Bitcoin Keeps Plunging With No Sign of Stopping. Where the Bottom May Be.

Cryptocurrency prices tumbled over the weekend and into Monday, with


Bitcoin

nearing a yearly low as investors continued to dump risky assets amid a tough stock market and challenging macroeconomic backdrop.

The price of Bitcoin has fallen 4% over the past 24 hours to below $33,300, deepening losses from over the weekend after changing hands around $36,000 on Friday. It puts the largest crypto at its lowest level since January, and a move well below $33,000 would mark a new yearly bottom and the lowest level since July 2021.

The latest selloff brings Bitcoin to less than half the value of its all-time high of $68,990 reached in November 2021, and is a significant move away from the relatively tight range near $40,000 that Bitcoin has been trading around for months.

“Bitcoin has followed the lead of the equity market, extending lower after a weak April,” said Katie Stockton, managing partner at technical research group Fairlead Strategies.

“Short-term momentum has deteriorated,” Stockton said. “Bitcoin is no longer oversold from a short-term perspective. This creates additional risk.”

[Items from a dataset]
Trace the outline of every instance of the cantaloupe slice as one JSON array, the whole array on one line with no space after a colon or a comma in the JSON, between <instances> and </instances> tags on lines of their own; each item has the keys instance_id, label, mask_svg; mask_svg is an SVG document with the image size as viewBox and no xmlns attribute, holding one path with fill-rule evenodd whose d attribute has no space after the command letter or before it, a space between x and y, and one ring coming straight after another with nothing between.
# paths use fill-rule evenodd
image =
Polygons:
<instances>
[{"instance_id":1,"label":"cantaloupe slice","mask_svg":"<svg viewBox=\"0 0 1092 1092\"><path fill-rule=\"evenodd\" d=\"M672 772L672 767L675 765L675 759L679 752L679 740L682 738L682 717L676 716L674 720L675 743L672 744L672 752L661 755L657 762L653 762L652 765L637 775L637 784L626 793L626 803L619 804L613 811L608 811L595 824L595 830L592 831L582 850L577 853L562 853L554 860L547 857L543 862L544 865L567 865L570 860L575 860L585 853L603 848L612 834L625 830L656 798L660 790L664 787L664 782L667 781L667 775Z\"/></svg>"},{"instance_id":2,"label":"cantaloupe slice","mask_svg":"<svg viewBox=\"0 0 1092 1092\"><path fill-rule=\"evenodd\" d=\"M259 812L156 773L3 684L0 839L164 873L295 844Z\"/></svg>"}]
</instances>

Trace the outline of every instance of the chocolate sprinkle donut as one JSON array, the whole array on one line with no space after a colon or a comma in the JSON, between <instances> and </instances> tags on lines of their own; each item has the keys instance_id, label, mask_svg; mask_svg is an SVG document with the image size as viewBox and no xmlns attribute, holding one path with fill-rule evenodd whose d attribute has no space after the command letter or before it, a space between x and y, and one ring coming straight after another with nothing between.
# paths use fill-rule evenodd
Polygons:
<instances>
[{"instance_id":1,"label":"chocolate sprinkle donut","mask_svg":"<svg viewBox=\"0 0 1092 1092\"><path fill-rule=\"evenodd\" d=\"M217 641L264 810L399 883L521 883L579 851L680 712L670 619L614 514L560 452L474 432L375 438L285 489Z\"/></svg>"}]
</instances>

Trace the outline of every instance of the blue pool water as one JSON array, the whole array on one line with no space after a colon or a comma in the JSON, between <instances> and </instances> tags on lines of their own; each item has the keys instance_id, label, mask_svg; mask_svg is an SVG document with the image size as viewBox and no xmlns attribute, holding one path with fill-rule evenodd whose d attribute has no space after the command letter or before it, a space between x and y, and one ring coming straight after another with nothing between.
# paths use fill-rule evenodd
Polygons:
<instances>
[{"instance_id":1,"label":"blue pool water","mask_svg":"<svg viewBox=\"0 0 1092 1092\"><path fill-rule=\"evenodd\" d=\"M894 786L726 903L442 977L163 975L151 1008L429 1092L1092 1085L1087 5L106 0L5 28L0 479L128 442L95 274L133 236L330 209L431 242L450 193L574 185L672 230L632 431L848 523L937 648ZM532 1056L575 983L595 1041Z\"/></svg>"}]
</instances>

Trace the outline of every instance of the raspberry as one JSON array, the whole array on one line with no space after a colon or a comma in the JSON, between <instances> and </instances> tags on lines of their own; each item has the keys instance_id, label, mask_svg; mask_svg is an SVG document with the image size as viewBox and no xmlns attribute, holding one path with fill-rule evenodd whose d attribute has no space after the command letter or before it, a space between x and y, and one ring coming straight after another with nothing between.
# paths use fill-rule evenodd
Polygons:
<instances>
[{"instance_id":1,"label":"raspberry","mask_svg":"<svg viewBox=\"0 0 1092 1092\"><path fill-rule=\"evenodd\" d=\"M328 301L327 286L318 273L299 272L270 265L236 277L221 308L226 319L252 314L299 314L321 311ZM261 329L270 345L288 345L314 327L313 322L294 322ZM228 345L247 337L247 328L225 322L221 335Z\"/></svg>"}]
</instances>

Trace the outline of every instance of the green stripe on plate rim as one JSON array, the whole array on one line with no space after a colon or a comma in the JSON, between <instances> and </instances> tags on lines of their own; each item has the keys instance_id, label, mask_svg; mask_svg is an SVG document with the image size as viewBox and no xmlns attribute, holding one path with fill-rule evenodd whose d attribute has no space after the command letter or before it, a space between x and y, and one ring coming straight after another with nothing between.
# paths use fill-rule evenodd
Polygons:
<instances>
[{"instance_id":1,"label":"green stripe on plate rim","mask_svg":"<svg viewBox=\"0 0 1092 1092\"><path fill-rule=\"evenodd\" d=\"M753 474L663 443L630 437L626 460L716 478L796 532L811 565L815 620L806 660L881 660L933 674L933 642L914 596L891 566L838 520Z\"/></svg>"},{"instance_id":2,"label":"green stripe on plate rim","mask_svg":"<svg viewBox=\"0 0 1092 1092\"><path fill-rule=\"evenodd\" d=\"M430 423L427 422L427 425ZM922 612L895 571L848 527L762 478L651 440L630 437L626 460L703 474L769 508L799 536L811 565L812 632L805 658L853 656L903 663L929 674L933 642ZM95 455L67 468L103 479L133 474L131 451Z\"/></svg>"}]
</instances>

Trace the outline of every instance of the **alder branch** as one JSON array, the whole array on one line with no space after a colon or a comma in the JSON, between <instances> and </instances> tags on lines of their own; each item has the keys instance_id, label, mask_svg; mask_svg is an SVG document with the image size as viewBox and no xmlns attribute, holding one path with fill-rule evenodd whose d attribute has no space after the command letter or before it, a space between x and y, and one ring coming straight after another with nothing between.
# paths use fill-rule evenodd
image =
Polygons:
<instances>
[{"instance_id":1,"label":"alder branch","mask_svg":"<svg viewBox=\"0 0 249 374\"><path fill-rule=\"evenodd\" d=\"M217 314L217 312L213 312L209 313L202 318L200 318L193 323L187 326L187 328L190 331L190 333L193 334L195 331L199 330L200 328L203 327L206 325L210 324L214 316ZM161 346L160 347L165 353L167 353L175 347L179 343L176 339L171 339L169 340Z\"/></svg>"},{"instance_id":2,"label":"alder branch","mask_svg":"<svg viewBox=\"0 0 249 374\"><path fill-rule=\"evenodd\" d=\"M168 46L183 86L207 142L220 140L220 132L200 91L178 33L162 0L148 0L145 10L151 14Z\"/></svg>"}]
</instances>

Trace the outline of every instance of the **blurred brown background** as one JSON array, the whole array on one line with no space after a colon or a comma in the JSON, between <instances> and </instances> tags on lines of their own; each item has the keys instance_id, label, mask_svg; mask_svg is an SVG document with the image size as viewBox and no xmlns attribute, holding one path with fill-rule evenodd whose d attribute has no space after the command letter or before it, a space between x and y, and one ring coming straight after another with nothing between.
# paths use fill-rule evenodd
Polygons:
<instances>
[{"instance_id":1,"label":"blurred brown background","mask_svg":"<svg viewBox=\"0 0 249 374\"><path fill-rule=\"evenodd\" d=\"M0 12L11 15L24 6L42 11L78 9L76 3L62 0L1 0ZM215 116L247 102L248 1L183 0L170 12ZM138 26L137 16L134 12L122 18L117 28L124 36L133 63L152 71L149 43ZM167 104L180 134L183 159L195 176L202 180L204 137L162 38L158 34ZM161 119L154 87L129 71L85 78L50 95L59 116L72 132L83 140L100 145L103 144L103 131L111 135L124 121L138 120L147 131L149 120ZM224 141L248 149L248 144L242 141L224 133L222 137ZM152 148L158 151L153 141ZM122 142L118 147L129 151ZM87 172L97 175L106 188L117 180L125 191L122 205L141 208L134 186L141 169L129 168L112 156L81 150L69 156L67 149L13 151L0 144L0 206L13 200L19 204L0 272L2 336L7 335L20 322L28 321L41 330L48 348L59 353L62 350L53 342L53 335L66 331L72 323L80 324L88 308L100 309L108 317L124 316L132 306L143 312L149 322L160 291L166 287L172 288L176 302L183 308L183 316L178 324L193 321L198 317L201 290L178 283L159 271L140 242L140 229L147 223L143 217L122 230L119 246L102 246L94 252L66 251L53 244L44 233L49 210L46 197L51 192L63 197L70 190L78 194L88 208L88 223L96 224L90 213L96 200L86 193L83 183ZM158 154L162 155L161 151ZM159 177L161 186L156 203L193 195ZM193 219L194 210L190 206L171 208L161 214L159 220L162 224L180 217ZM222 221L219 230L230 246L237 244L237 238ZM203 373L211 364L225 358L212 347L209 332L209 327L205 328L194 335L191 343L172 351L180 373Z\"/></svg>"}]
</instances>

REQUIREMENTS –
1. List every dollar amount that appears in the Bitcoin article.
2. Extend the Bitcoin article past its final sentence.

WRITTEN ANSWERS –
1. $33,300, $36,000, $33,000, $68,990, $40,000

2.
Ether,

the second-largest crypto, was down 5% to $2,400, declining over the weekend after trading around $2,700 on Friday. It’s now changing hands around the lowest levels since mid-March.

Smaller cryptos, or “altcoins,” were not spared, declining Monday to further losses since Friday.


Solana

retreated 7% and


Cardano

was 9% in the red.


Luna,

the token that plays an integral role in maintaining stablecoin TerraUSD’s peg to the U.S. dollar, has dropped 25% since Friday after selling pressure saw Terra de-peg over the weekend.

“Memecoins”— called that because they were initially intended as internet jokes rather than significant blockchain projects—also fell, with


Dogecoin

losing 5% and


Shiba Inu

11% lower.

Bitcoin and other digital assets should, in theory, trade independently of mainstream financial markets. But the recent selloff in cryptocurrencies largely matches action in the stock market, and Bitcoin has largely shown itself to be correlated with other risk-sensitive assets like stocks, and especially technology stocks.

The tech-heavy


Nasdaq Composite

index has lost more than 23% this year, putting it in bear market territory, while the wider S&P 500 is down 14%. The


S&P 500

notched its fifth straight week of losses last Friday, the worst run since 2011, and stocks were headed lower again on Monday.

Investors face a challenging and dynamic monetary policy environment. The Federal Reserve has already moved aggressively to raise interest rates this year, and is only expected to keep going as the central bank fights historically high inflation. This risks significantly denting economic demand, causing a recession.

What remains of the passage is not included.